Aim of the exercise | Print the listing in its entirety and exactly, leaving out images.

Data extracts |
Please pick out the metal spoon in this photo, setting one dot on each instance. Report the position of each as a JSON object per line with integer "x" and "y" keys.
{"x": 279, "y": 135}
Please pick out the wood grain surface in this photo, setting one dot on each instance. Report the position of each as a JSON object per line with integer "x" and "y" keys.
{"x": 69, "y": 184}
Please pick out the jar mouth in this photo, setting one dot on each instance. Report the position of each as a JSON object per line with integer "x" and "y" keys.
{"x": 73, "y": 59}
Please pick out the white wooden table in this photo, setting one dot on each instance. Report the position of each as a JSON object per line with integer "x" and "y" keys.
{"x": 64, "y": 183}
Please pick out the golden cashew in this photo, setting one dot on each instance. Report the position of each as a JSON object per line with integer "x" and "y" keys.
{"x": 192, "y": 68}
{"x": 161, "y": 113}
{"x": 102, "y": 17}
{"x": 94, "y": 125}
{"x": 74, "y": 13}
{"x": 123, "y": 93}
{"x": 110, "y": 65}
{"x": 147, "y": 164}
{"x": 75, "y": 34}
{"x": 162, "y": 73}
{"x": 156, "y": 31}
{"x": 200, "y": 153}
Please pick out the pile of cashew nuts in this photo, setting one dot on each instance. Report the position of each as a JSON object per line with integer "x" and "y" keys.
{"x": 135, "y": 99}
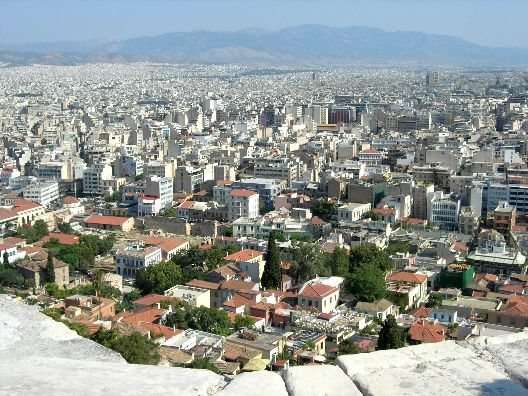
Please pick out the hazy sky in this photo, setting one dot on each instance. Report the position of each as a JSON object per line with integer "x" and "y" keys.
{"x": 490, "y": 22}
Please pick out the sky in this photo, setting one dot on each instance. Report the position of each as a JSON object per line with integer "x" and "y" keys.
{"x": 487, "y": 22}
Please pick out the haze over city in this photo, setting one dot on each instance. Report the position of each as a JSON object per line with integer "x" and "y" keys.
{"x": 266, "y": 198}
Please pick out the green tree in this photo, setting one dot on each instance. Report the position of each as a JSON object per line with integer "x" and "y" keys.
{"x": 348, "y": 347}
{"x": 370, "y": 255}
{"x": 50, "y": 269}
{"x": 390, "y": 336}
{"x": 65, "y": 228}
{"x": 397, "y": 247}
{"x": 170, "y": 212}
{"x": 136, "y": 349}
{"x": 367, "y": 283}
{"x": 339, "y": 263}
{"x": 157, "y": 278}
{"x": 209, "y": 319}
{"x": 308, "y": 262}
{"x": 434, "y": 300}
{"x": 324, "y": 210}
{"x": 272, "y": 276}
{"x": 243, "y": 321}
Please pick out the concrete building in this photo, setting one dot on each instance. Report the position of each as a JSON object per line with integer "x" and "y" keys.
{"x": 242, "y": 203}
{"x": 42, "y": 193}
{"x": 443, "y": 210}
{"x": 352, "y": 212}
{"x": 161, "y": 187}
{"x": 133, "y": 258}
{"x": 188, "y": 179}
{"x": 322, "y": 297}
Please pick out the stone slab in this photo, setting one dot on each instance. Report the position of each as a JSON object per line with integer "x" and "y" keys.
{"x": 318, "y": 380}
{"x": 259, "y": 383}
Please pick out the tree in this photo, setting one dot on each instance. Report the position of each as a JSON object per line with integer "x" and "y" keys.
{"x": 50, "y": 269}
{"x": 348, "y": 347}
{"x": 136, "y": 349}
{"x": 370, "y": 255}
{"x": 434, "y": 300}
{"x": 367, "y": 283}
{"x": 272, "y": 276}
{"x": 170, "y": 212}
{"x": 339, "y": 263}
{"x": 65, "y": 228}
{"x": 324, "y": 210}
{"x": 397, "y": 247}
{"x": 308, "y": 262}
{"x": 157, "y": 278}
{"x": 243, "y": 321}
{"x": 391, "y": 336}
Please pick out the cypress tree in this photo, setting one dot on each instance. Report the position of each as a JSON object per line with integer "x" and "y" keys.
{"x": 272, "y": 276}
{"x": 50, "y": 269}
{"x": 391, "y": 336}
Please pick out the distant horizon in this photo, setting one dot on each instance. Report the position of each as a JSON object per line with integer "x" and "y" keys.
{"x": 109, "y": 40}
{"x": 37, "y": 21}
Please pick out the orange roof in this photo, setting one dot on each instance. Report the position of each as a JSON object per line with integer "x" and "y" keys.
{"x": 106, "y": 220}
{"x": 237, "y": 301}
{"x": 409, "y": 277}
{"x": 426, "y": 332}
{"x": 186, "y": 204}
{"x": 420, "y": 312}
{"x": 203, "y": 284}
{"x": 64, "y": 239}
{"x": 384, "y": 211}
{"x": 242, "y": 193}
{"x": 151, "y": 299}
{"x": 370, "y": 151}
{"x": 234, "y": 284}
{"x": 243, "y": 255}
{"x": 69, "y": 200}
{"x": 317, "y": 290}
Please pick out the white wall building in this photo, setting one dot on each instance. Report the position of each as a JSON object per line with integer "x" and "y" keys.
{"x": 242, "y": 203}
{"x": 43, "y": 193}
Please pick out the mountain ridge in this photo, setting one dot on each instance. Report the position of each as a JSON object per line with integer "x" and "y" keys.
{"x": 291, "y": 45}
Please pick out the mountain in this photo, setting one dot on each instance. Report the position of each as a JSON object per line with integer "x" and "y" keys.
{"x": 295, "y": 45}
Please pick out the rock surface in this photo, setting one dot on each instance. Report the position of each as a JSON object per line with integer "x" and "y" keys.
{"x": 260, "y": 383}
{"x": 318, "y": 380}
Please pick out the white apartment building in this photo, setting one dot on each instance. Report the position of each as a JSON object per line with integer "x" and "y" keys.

Output of the exercise |
Please pick out the metal spoon in this photo, setting one dot on each instance. Report the position of each as a JSON object per line with integer "x" and "y" keys.
{"x": 279, "y": 135}
Please pick out the wood grain surface in this photo, setting one dot on each instance. Report the position of each as a JSON object per line with integer "x" and "y" keys.
{"x": 69, "y": 184}
Please pick out the jar mouth in this photo, setting one dot on each instance. Report the position of each as a JSON object per line with integer "x" and "y" keys.
{"x": 73, "y": 59}
Please pick out the white wooden table in this photo, setting one dot on each instance. Report the position of each as a JSON object per line with integer "x" and "y" keys.
{"x": 64, "y": 183}
Please pick out the golden cashew in this photo, setting one dot on each instance. Report the position of each as a JSON object per line with integer "x" and "y" keys.
{"x": 192, "y": 68}
{"x": 161, "y": 113}
{"x": 102, "y": 17}
{"x": 94, "y": 125}
{"x": 74, "y": 13}
{"x": 123, "y": 93}
{"x": 110, "y": 65}
{"x": 147, "y": 164}
{"x": 75, "y": 34}
{"x": 162, "y": 73}
{"x": 156, "y": 31}
{"x": 200, "y": 153}
Please pick out the pile of cashew nuts in this photo, setting one dot on each instance. Report the position of each as a JSON object per line with integer "x" and "y" keys.
{"x": 135, "y": 99}
Please pick out the hazy sky in this photo, setting one dot on each instance. Report the position of each as a JSON object per line with integer "x" and "y" keys.
{"x": 490, "y": 22}
Please pick out the sky in this photo, setting one dot on each instance. Report the position of each as a JSON object per line with integer "x" and "y" keys.
{"x": 487, "y": 22}
Please pick out the haze over city in this photo, setting one dot on each instance. Report the position of each as a JSON object per line with integer "x" and "y" keys.
{"x": 266, "y": 198}
Please pick out the green tree in this photo, setting one dot on each instance. Report the position of each as a JSON object per line with integer "x" and "y" keys.
{"x": 348, "y": 347}
{"x": 370, "y": 255}
{"x": 50, "y": 269}
{"x": 390, "y": 336}
{"x": 65, "y": 228}
{"x": 397, "y": 247}
{"x": 170, "y": 212}
{"x": 136, "y": 349}
{"x": 367, "y": 283}
{"x": 339, "y": 263}
{"x": 157, "y": 278}
{"x": 209, "y": 319}
{"x": 308, "y": 262}
{"x": 434, "y": 300}
{"x": 324, "y": 210}
{"x": 272, "y": 276}
{"x": 243, "y": 321}
Please pick out the concrete building in this photo, setting one dot on each instance. Report the position of each as a JSON object per line with integer "x" and "y" keys.
{"x": 242, "y": 203}
{"x": 42, "y": 193}
{"x": 443, "y": 210}
{"x": 352, "y": 212}
{"x": 161, "y": 187}
{"x": 133, "y": 258}
{"x": 188, "y": 179}
{"x": 322, "y": 297}
Please pick out the stone slab in this photo, setting one dot on each instance. Report the position of each as a JSON object per line with integer "x" and "y" keys.
{"x": 318, "y": 380}
{"x": 259, "y": 383}
Please pick out the tree in this photo, setting one dot on each instance. Report the position of each as a JSON object per line with integer "x" and "y" keys.
{"x": 50, "y": 269}
{"x": 348, "y": 347}
{"x": 136, "y": 349}
{"x": 370, "y": 255}
{"x": 434, "y": 300}
{"x": 367, "y": 283}
{"x": 272, "y": 276}
{"x": 170, "y": 212}
{"x": 339, "y": 263}
{"x": 65, "y": 228}
{"x": 324, "y": 210}
{"x": 397, "y": 247}
{"x": 308, "y": 262}
{"x": 157, "y": 278}
{"x": 243, "y": 321}
{"x": 391, "y": 336}
Please pick out the cypress tree in this photo, setting one dot on each instance. Report the position of each as a JSON object per line with integer "x" and "y" keys.
{"x": 272, "y": 276}
{"x": 50, "y": 269}
{"x": 391, "y": 336}
Please pick out the distant horizon in this photo, setting one dot on each instance. Report the position of each as a JSON object per line with integer "x" and "y" keys.
{"x": 109, "y": 40}
{"x": 37, "y": 21}
Please pick out the orange roof in this photo, setting one dot on each instance. Report the position of each as a JSON object per line with integer "x" and "y" keys.
{"x": 106, "y": 220}
{"x": 237, "y": 301}
{"x": 409, "y": 277}
{"x": 426, "y": 332}
{"x": 186, "y": 204}
{"x": 420, "y": 312}
{"x": 203, "y": 284}
{"x": 64, "y": 239}
{"x": 384, "y": 211}
{"x": 242, "y": 193}
{"x": 151, "y": 299}
{"x": 370, "y": 151}
{"x": 234, "y": 284}
{"x": 243, "y": 255}
{"x": 69, "y": 200}
{"x": 317, "y": 290}
Please pick out the white wall building in this photo, setting one dot on each instance. Report the position of each as a JSON object per line with integer "x" and "y" keys.
{"x": 242, "y": 203}
{"x": 43, "y": 193}
Please pick out the mountain ridge in this photo, setting one dot on each instance. Report the position of each as a JSON object per line with integer "x" and "y" keys.
{"x": 291, "y": 45}
Please pick out the mountain in this photo, setting one dot on each instance. Report the position of each as a JSON object per line with integer "x" and "y" keys.
{"x": 295, "y": 45}
Please pick out the rock surface in this photo, setting one dot on each instance. Report the position of each as a JSON object per line with integer "x" and "y" keys.
{"x": 260, "y": 383}
{"x": 318, "y": 380}
Please pick out the white apartment building in this photo, setting one dot on each instance. Report the position of each as a JSON object per line with integer "x" and "y" keys.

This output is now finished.